## [Requirement]
Output only the lines below that start at the line containing "Which spot sits on each instance of the neck" and end at the line containing "Target: neck", with both ends kept.

## [Given data]
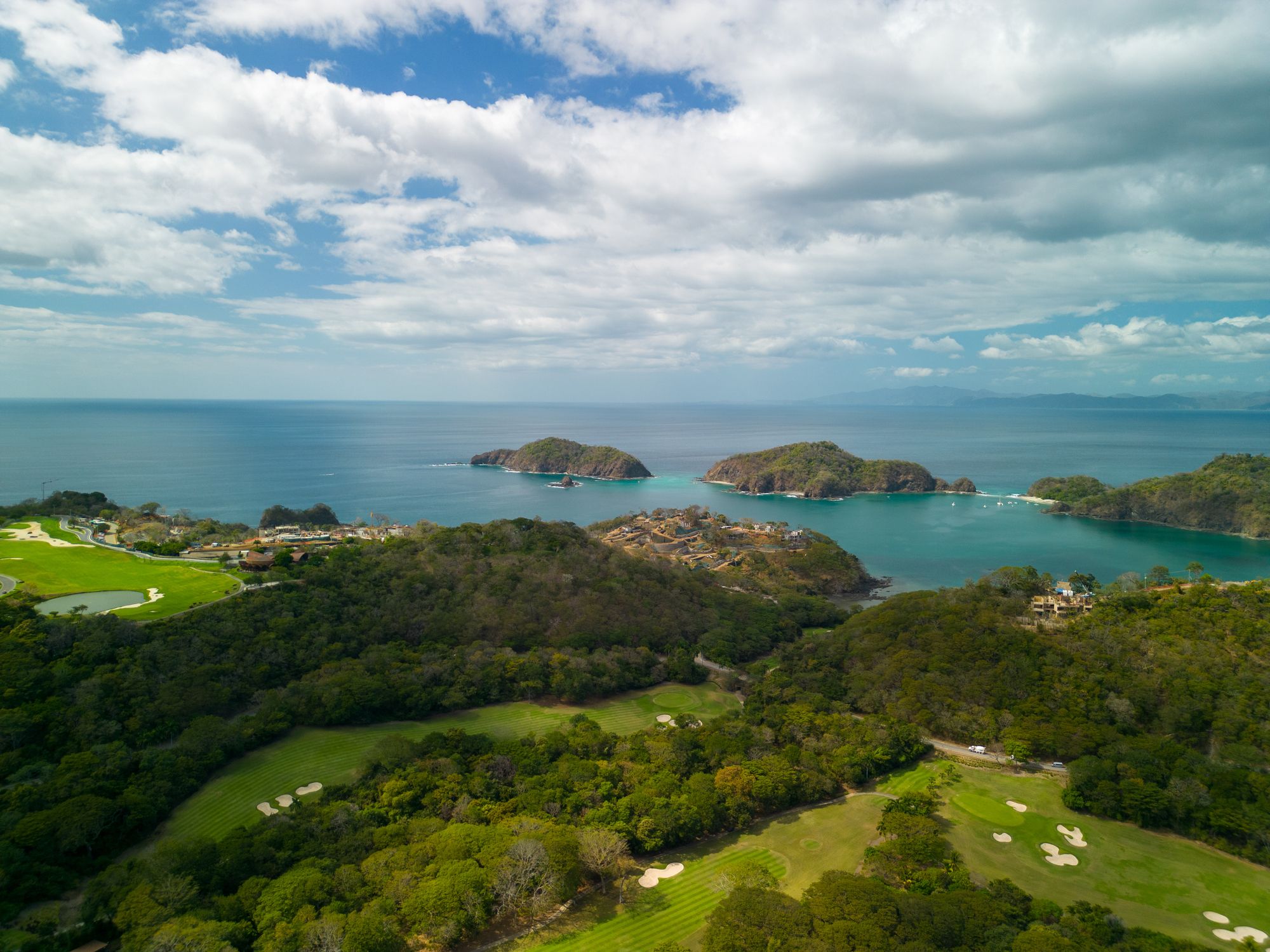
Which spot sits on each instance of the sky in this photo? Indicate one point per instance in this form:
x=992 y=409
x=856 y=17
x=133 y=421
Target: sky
==
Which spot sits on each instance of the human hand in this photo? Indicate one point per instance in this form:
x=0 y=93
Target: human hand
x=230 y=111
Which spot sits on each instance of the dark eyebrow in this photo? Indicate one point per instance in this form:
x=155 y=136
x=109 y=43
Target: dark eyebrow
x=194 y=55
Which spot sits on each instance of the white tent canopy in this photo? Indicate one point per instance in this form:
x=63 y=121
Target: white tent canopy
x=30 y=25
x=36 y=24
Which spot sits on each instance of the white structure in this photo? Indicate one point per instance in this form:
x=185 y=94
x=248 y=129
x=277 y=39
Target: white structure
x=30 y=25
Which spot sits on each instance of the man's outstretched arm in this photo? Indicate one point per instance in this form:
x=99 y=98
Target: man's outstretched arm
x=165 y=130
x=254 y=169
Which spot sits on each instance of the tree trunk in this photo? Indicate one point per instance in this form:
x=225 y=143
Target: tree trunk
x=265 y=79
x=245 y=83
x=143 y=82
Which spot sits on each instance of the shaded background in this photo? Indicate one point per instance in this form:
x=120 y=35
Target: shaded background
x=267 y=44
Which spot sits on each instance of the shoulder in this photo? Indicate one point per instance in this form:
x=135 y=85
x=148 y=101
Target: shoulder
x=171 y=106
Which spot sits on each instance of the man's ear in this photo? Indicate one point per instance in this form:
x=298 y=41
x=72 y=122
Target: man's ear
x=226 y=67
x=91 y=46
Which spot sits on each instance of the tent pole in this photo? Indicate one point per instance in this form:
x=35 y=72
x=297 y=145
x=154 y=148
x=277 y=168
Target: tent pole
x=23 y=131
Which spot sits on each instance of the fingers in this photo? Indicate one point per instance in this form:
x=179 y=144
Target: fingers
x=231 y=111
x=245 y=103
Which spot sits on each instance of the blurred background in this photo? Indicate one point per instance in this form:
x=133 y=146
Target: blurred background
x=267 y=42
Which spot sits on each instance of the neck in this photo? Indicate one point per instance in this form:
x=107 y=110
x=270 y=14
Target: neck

## [Result of this exercise]
Which spot sits on each instance of the neck in this photo? Indicate one point per instance in this form:
x=107 y=110
x=270 y=14
Target: neck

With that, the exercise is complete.